# Compassion



## zander1976 (13 Apr 2011)

Hello, 

I have read several messages in the area and I wanted to say that perhaps some compassion is in order. Compassion is what separates us from the people we are fighting. Without it then we are just angry people with guns too. Everybody believes they are on the right side and the only way to really be sure is to look for compassion. Canadians have compassion while terrorists don't. 

Their are a few messages that need addressing: 

1. The Canadian Forces doesn't owe you a job. 

Sure this is true and sure you get a lot of people saying why not me. Well come on, any person that has volunteered their life to their country deserves more then a "merry effin Christmas". I am sorry but it came as a huge shock to me when I got a letter denying me. Not because Canada owes me but because I owe Canada. I spent a lot of time thinking about risking my life and convincing family and friends that things would be fine. I never imagined I would get a letter saying sorry your life isn't good enough. 

2. Their are other dreams to follow. 

This isn't McDonalds, you can't simply walk into a different country and say hey I want to join your army. So what is the next option? I guess China, Russia, Columbia or maybe Korea would be interested in hiring. Their is nothing gentile or sympathetic about how you find out you aren't accepted. Their is no contact information, no chance to respond, no call verifying they have a clear understanding, just a "piss off and go to the recruitment center to pick up your crap". For young people dreaming about joining well I can imagine this would be devastating. 

Perhaps, instead of stickying the piss off messages you could instead sticky something constructive like "relax, it happens and here are the steps to resolve the issue". I read tons of messages here and all of them reflect that animosity and hatred that is so common with any messages relating to problems with recruitment. 

Take a few minutes and think about what would happen today if someone walked in and asked you to leave? What would your new dream be? What would you do? Would you be happy? No severance just a letter saying leave? How would you feel when you asked is there something I can do and the response was "yes, piss off".  If being in the army isn't important to you like it is to people trying to get in then why not give up your spot? You can always find a new dream.  

Thank you,
Ben


----------



## zander1976 (13 Apr 2011)

I love your name Kat Stevens  

http://www.youtube.com/watch?v=NDq36YD1ESM

Later


----------



## ballz (13 Apr 2011)

Thank you for outlining for me what makes me different from "the people we are fighting." And I thought it was because I don't decapitate people.

I think people get empathy here. Some don't deserve all-out compassion, and that includes people that think they are owed a job because they educated or are really good an COD, and that somehow makes them superior to 1) other applicants and 2) the people already in the CF.

I look forward to hearing what other people think of this post, especially the Care-Bears. op:


----------



## infantryian (13 Apr 2011)

I agree that it can be a major blow to someone who has a dream of being in the Canadian Forces. Some of those that do not make it deserve sympathy and will get it from me, but I don't know how outgoing I will be to express that sympathy to a stranger on the internet. 

My problem with your post is the idea that you cannot serve your country without being in the military. Do you owe Canada enough to volunteer at a soup kitchen or habitat for humanity? Do you owe Canada enough to become a teacher or a doctor? There are many ways to serve this beautiful nation of ours and I think that it is important that people seek out those opportunities.


----------



## FutureQYR (13 Apr 2011)

Instructions ::
**a.** Reproduce word for word the stretch of the compassion thread from "## ballz (13" through "infantryian (13 Apr 2011)".
**b.** Answer from the compassion thread:
(i) In the first post, what is the first message listed as needing addressing?
(ii) Which countries does that post suggest might be interested in hiring?
(iii) In infantryian's reply, where could someone volunteer?
The records that follow are separate material, unrelated to the forum thread on compassion.

Dataset items
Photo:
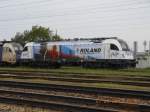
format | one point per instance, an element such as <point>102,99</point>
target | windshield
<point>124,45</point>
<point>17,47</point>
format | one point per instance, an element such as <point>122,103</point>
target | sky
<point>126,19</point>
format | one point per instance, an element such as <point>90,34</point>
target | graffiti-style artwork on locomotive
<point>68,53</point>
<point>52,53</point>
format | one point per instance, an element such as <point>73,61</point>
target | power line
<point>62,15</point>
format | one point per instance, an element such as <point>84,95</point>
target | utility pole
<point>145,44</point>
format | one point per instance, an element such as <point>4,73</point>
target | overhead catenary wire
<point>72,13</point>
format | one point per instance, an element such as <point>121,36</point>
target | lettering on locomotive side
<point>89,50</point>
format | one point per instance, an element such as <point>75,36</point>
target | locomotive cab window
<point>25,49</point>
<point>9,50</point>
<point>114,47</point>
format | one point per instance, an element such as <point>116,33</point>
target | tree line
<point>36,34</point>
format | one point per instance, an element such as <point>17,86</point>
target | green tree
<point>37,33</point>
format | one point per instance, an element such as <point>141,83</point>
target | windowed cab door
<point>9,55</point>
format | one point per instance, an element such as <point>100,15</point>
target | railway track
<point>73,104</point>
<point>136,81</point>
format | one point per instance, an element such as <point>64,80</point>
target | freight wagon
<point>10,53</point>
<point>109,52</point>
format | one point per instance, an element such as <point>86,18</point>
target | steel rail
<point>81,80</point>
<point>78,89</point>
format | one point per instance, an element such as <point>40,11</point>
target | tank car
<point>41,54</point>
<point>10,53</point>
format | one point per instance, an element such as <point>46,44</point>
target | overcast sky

...

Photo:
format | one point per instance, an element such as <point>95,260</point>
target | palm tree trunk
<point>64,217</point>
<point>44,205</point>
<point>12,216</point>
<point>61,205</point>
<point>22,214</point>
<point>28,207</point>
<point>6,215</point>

Answers per task ::
**a.**
## ballz (13 Apr 2011)

Thank you for outlining for me what makes me different from "the people we are fighting." And I thought it was because I don't decapitate people.

I think people get empathy here. Some don't deserve all-out compassion, and that includes people that think they are owed a job because they educated or are really good an COD, and that somehow makes them superior to 1) other applicants and 2) the people already in the CF.

I look forward to hearing what other people think of this post, especially the Care-Bears. op:


----------



## infantryian (13 Apr 2011)

**b.**
(i) "The Canadian Forces doesn't owe you a job."
(ii) China, Russia, Columbia or maybe Korea.
(iii) At a soup kitchen or Habitat for Humanity.